-- Listed records --
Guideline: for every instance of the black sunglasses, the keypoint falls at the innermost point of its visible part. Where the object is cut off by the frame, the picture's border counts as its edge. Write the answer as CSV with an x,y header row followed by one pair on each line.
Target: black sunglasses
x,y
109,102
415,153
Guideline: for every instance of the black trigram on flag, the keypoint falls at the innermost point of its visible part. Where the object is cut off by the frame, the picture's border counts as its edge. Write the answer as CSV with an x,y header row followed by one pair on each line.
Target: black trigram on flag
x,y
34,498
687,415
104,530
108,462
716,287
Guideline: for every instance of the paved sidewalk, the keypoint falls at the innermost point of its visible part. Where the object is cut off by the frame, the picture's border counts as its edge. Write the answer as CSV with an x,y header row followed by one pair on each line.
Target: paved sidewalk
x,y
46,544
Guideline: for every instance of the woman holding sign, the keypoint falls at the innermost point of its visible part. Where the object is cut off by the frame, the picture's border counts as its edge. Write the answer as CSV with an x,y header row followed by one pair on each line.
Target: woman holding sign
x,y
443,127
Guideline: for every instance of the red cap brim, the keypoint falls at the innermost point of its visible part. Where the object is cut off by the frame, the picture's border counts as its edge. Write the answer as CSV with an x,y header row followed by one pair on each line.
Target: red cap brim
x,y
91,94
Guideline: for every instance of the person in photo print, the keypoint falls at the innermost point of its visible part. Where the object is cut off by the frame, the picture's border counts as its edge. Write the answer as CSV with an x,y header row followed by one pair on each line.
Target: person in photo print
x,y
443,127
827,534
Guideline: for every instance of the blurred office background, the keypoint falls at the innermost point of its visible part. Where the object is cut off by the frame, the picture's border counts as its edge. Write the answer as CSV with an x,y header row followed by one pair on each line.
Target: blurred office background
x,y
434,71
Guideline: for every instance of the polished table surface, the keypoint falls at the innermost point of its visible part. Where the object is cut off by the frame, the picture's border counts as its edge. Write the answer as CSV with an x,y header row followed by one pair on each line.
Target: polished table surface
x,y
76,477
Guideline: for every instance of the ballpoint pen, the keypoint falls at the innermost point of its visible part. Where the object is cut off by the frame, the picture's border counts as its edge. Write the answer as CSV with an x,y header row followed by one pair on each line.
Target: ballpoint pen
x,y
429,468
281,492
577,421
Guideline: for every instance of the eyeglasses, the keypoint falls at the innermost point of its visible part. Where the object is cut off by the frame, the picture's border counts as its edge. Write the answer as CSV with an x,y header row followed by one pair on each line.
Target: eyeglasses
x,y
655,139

-- Task statement --
Starting with the first line, give back the whole listing exactly.

-- Answer space --
Guideline: for every instance of the black sunglasses, the keypoint falls at the innermost point of its visible part. Where the object is cut off by the frame, the picture's border counts as its edge. Write the answer as CSV with an x,y header row followed by one pair on each line.
Target: black sunglasses
x,y
109,102
415,153
Guideline: for every instance of the black trigram on flag, the keypoint falls at the innermost point of its visible part. Where the object is cut off by the frame, the picture's border counts as its edge. Write the answer as CSV with an x,y header row followed by one pair on each line.
Target: black trigram on flag
x,y
34,498
687,415
104,530
108,462
716,287
Guideline: for every instance of the paved sidewalk, the keypoint falls at the innermost point of its visible part. Where the object is cut off by the frame, the picture's border counts as its edge. Write the answer as CSV with an x,y header row followed by one pair on each line.
Target: paved sidewalk
x,y
46,544
Guideline: for every instance of the woman holding sign, the keypoint falls at the innermost point of its visible part. Where the object is cut off by the frame, the picture's border counts as its edge. Write the answer as CSV with an x,y header row followed by one pair on each line.
Target: woman holding sign
x,y
443,127
Guideline: for every instance of the red cap brim, the keypoint falls at the innermost point of its visible part. Where the object is cut off by the frame, the picture's border counts as its edge. Write the answer as CSV with an x,y header row followed by one pair on each line.
Target: red cap brim
x,y
91,94
Guideline: for every instance of the person in photo print, the keypoint falls at the innermost point of its visible part. Where the object is cut off by the frame, the picture's border counts as its edge. Write the answer as CSV with an x,y header row followed by one pair on each line.
Target: person in photo print
x,y
443,127
827,534
Guideline: for every instance of the blurred office background, the keypoint falls at the innermost point of its visible part. Where the object is cut off by the frame, the picture's border counts as its edge. Write the answer as CSV with an x,y header row followed by one pair on each line.
Target: blurred office background
x,y
434,71
Guideline: for every instance of the polished table surface, the keypoint falls at the innermost point of its visible part. Where the object is cut off by the frame, the picture's border counts as its edge. Write the answer as CSV with an x,y header row followed by one pair on each line.
Target: polished table surface
x,y
76,477
Guideline: for every instance of the ballpoint pen, the keypoint falls at the innermost point of its visible part. Where the object is cut off by the frame, the picture's border counts as its edge. Write the answer as CSV with an x,y header row followed by one pair on each line.
Target: ballpoint pen
x,y
429,468
281,492
577,421
Guideline: for every instance of the eyeglasses, the keypoint falls at the innermost point of its visible part. Where the object is cut off by the frame, the picture's border counts as its edge. Write the answer as CSV with an x,y header row followed by one pair on each line.
Target: eyeglasses
x,y
655,139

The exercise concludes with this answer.